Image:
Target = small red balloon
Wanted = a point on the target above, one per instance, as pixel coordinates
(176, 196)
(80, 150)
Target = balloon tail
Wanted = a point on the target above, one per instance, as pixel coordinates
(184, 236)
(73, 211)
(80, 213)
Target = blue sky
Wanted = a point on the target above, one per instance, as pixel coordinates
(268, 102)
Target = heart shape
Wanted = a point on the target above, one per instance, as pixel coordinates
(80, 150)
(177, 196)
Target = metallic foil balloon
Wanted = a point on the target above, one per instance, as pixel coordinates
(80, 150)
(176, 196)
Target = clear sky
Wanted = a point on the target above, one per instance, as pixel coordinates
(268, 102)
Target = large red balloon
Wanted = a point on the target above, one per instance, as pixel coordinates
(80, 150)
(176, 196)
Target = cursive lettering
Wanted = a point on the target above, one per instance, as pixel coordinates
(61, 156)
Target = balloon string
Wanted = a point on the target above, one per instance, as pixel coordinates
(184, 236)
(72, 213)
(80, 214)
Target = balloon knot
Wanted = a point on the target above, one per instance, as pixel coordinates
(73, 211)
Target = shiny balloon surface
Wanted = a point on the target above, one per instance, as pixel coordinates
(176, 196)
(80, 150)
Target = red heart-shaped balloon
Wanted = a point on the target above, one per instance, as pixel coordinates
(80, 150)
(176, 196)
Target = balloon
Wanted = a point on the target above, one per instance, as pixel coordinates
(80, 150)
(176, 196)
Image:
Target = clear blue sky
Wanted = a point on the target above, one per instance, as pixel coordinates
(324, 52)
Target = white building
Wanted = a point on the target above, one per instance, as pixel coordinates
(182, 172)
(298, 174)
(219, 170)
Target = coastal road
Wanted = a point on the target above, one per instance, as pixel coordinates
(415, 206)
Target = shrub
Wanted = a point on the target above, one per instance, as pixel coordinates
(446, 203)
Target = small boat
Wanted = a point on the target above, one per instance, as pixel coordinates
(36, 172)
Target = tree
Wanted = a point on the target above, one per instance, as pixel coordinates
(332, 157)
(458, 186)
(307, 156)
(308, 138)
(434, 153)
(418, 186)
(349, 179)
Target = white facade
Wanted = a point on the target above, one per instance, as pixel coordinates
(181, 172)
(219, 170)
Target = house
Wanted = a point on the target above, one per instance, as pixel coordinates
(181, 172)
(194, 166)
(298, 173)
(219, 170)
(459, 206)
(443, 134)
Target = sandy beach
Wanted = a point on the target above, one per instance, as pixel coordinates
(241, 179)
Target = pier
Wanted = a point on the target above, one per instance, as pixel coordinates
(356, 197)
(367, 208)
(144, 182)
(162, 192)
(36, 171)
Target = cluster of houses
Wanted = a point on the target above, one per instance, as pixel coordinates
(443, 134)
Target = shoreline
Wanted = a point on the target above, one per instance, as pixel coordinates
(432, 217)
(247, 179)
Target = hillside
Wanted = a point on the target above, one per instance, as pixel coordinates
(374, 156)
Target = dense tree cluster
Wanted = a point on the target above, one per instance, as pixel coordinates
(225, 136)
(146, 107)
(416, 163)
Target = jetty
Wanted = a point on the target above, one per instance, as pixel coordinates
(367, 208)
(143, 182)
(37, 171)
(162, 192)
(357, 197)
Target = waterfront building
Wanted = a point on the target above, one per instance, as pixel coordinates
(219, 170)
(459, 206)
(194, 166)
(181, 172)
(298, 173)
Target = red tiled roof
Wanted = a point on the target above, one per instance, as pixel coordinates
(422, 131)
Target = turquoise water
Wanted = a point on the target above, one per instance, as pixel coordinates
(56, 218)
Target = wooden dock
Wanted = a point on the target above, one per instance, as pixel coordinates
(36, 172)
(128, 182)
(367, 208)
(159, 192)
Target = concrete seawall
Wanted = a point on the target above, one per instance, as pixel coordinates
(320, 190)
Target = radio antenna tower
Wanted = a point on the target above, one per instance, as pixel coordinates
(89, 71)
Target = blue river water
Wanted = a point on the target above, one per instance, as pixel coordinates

§ **Task instructions**
Can you arrange every line of the items above as a Markdown table with the columns Row and Item line, leaving out blank lines?

§ **Task solution**
| Row | Item line |
|---|---|
| 1 | Image: |
| 2 | Target = small red balloon |
| 3 | Wanted = a point on the target above, one per instance, as pixel coordinates |
| 4 | (176, 196) |
| 5 | (80, 150) |
| 6 | Target = balloon tail |
| 7 | Wanted = a point on the target above, one per instance, as pixel coordinates |
| 8 | (184, 236) |
| 9 | (73, 211) |
| 10 | (80, 213) |
| 11 | Target = blue sky |
| 12 | Wanted = a point on the target above, one per instance, as pixel coordinates |
| 13 | (268, 102) |
| 14 | Target = heart shape |
| 15 | Wanted = a point on the target above, one per instance, as pixel coordinates |
| 16 | (80, 150) |
| 17 | (177, 196) |
| 18 | Target = metallic foil balloon |
| 19 | Wanted = a point on the target above, one per instance, as pixel coordinates |
| 20 | (80, 150) |
| 21 | (176, 196) |
| 22 | Target = clear sky |
| 23 | Wanted = a point on the target above, one per instance, as pixel coordinates |
| 24 | (268, 102) |
| 25 | Target = large red balloon |
| 26 | Wanted = a point on the target above, one per instance, as pixel coordinates |
| 27 | (80, 150) |
| 28 | (176, 196) |
| 29 | Target = cursive lettering |
| 30 | Wanted = a point on the target above, one per instance, as pixel coordinates |
| 31 | (61, 156) |
| 32 | Target = balloon string |
| 33 | Wanted = a point on the target above, one per instance, as pixel coordinates |
| 34 | (184, 236) |
| 35 | (72, 213) |
| 36 | (80, 214) |
| 37 | Target = balloon knot |
| 38 | Wanted = a point on the target above, one per instance, as pixel coordinates |
| 39 | (73, 211) |
| 40 | Target = shiny balloon surface |
| 41 | Wanted = a point on the target above, one per instance, as pixel coordinates |
| 42 | (176, 196) |
| 43 | (80, 150) |
| 44 | Target = red heart-shaped balloon |
| 45 | Wanted = a point on the target above, one per instance, as pixel coordinates |
| 46 | (80, 150) |
| 47 | (176, 196) |
| 48 | Target = balloon |
| 49 | Wanted = a point on the target above, one per instance, as pixel coordinates |
| 50 | (80, 150) |
| 51 | (176, 196) |
| 52 | Image: |
| 53 | Target = clear blue sky |
| 54 | Wanted = a point on the target above, one per instance, as pixel coordinates |
| 55 | (324, 52) |
| 56 | Target = white building |
| 57 | Wanted = a point on the target above, one per instance, as pixel coordinates |
| 58 | (182, 172) |
| 59 | (298, 174) |
| 60 | (219, 170) |
| 61 | Target = coastal road |
| 62 | Wanted = a point on the target above, one per instance, as pixel coordinates |
| 63 | (415, 206) |
| 64 | Target = shrub |
| 65 | Wanted = a point on the target above, one per instance, as pixel coordinates |
| 66 | (446, 203) |
| 67 | Target = small boat |
| 68 | Wanted = a point on the target above, one per instance, as pixel coordinates |
| 69 | (36, 172) |
| 70 | Target = tree |
| 71 | Wanted = a point on the target above, one per instance, as pixel coordinates |
| 72 | (332, 157) |
| 73 | (458, 186) |
| 74 | (307, 156) |
| 75 | (308, 138) |
| 76 | (434, 153) |
| 77 | (418, 186) |
| 78 | (349, 179) |
| 79 | Target = white facade |
| 80 | Wanted = a point on the target above, one per instance, as pixel coordinates |
| 81 | (181, 172) |
| 82 | (219, 170) |
| 83 | Target = house |
| 84 | Wanted = a point on the target above, one per instance, as pixel coordinates |
| 85 | (181, 172) |
| 86 | (194, 166) |
| 87 | (298, 173) |
| 88 | (219, 170) |
| 89 | (459, 206) |
| 90 | (443, 134) |
| 91 | Target = sandy beach |
| 92 | Wanted = a point on the target above, one per instance, as pixel coordinates |
| 93 | (241, 179) |
| 94 | Target = pier |
| 95 | Wanted = a point on the target above, one per instance, as pixel coordinates |
| 96 | (356, 197) |
| 97 | (367, 208) |
| 98 | (144, 182) |
| 99 | (162, 192) |
| 100 | (36, 171) |
| 101 | Target = cluster of houses |
| 102 | Wanted = a point on the target above, one per instance, as pixel coordinates |
| 103 | (443, 134) |
| 104 | Target = shoreline |
| 105 | Wanted = a point on the target above, one per instance, as pixel coordinates |
| 106 | (432, 217) |
| 107 | (247, 179) |
| 108 | Target = hillside |
| 109 | Wanted = a point on the target above, one per instance, as pixel coordinates |
| 110 | (374, 156) |
| 111 | Target = dense tree cluster |
| 112 | Wanted = a point on the target above, one per instance, as pixel coordinates |
| 113 | (225, 136) |
| 114 | (146, 107) |
| 115 | (416, 163) |
| 116 | Target = jetty |
| 117 | Wanted = a point on the target above, one per instance, as pixel coordinates |
| 118 | (367, 208) |
| 119 | (143, 182) |
| 120 | (37, 171) |
| 121 | (162, 192) |
| 122 | (357, 197) |
| 123 | Target = waterfront building |
| 124 | Wanted = a point on the target above, one per instance, as pixel coordinates |
| 125 | (219, 170) |
| 126 | (459, 206) |
| 127 | (194, 166) |
| 128 | (181, 172) |
| 129 | (298, 173) |
| 130 | Target = red tiled roof |
| 131 | Wanted = a point on the target above, one per instance, as pixel coordinates |
| 132 | (422, 131) |
| 133 | Target = turquoise water |
| 134 | Wanted = a point on the target above, one per instance, as pixel coordinates |
| 135 | (56, 218) |
| 136 | Target = wooden dock |
| 137 | Wanted = a point on the target above, one per instance, as pixel coordinates |
| 138 | (36, 172) |
| 139 | (128, 182) |
| 140 | (367, 208) |
| 141 | (159, 192) |
| 142 | Target = concrete seawall |
| 143 | Wanted = a point on the target above, one per instance, as pixel coordinates |
| 144 | (320, 190) |
| 145 | Target = radio antenna tower |
| 146 | Wanted = a point on the target above, one per instance, as pixel coordinates |
| 147 | (89, 71) |
| 148 | Target = blue river water |
| 149 | Wanted = a point on the target above, one per instance, as pixel coordinates |